* **Consigne**
Veuillez recopier à l'identique, dans le texte sur le management ci-dessous, le passage allant de « Bien évidemment, il » jusqu'à « décisif des salariés. ».

======== Texte proposé

Depuis que le concept de ressources humaines, les RH, a été mis au-devant de la scène dans l’entreprise ou même dans toute organisation, avec le management comme outil de mise en œuvre d’une entreprise efficace, et même parfois heureuse (ces entreprises qui visent, outre leur cœur de services, l’accomplissement personnel de chacun de leurs salariés), on n’a jamais autant parlé non plus des effets de la face cachée et douloureuse de ce management, en définitive pas si séduisant que veulent bien le présenter ses thuriféraires et ses promoteurs. Et l’on voit même bien souvent que les pires des entreprises mettent en avant leur préoccupation première du bien-être de leurs salariés et revendiquent un management humain exemplaire (un exemple récent nous a été donné dans un numéro de Cash Investigation, du 24 septembre 2019, sur les « petites mains » de fabrication des algorithmes de l’intelligence artificielle).


Un film de 2017, Corporate, (de N. Silhol), qui fait référence aux suicides de France Télécom il y a quelques années, fait un état des lieux, glacé et glaçant, de méthodes managériales d’amélioration de l’efficacité et de la qualité induite par les changements profonds de l’entreprise concernée. Les responsables des ressources humaines, managers tueurs (et ici ce n’est pas que métaphorique), sont extrêmement engagés dans leur mission (ils sont corporate) et n’hésitent pas à harceler ceux dont ils ont décidé de l’inutilité ou ceux qui sont présumés faire de la résistance à un changement décidé en haut lieu.

Bien évidemment, il est possible de mettre, face à cette violence managériale et de gestion des ressources humaines, d’autres modèles de management plus doux, plus bienveillants, et censés ne pas reproduire les horreurs relatées dans un tel film. Des ouvrages sur le management des entreprises, et parmi celles-ci depuis déjà de nombreuses années celles du secteur social et médico-social (association, établissements, services), il y a légion. Les modèles développés dans ce secteur se présentent la plupart du temps comme « innovants », « respectueux », « bienveillants », etc. Et c’est même leur justification pour faire évoluer un état des choses jugé a priori comme insatisfaisant et s’acheminer vers un climat social apaisé et un investissement professionnel plus décisif des salariés.

================
======== Données

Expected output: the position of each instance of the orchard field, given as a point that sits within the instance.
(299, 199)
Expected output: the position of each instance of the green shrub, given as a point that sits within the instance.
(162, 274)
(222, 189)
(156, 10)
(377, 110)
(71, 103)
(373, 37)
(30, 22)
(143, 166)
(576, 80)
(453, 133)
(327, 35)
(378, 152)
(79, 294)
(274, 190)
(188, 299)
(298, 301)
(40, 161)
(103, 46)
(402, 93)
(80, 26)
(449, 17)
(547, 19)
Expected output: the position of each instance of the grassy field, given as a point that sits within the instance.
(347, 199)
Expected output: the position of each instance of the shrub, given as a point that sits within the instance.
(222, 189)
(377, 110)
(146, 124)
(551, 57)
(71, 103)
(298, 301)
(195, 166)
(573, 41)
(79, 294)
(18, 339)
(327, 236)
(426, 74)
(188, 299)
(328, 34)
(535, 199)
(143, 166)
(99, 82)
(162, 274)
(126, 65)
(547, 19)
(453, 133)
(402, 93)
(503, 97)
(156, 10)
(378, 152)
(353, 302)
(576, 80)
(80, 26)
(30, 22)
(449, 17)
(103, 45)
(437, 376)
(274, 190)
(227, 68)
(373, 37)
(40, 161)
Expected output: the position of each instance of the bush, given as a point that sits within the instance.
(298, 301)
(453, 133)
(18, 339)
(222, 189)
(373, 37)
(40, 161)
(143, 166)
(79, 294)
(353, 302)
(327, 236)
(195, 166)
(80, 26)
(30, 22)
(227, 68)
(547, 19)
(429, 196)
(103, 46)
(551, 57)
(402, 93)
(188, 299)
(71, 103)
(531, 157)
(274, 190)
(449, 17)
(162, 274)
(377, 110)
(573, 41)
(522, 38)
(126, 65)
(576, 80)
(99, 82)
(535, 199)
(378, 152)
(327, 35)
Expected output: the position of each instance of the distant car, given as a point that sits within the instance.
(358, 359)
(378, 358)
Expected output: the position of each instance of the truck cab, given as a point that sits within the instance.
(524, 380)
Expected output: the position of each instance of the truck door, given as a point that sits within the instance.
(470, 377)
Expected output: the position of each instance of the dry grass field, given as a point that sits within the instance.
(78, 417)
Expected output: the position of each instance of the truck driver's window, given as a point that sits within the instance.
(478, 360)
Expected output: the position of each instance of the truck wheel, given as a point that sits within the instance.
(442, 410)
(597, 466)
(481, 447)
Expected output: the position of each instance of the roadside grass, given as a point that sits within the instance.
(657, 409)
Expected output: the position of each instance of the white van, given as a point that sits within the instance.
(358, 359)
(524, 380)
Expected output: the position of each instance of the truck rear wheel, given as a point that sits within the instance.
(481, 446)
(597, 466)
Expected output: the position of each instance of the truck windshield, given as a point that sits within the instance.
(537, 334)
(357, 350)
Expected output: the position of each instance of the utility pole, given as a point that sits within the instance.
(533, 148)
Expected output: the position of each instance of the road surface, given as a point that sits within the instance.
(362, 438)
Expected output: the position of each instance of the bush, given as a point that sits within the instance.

================

* **Corrigé**
Bien évidemment, il est possible de mettre, face à cette violence managériale et de gestion des ressources humaines, d’autres modèles de management plus doux, plus bienveillants, et censés ne pas reproduire les horreurs relatées dans un tel film. Des ouvrages sur le management des entreprises, et parmi celles-ci depuis déjà de nombreuses années celles du secteur social et médico-social (association, établissements, services), il y a légion. Les modèles développés dans ce secteur se présentent la plupart du temps comme « innovants », « respectueux », « bienveillants », etc. Et c’est même leur justification pour faire évoluer un état des choses jugé a priori comme insatisfaisant et s’acheminer vers un climat social apaisé et un investissement professionnel plus décisif des salariés.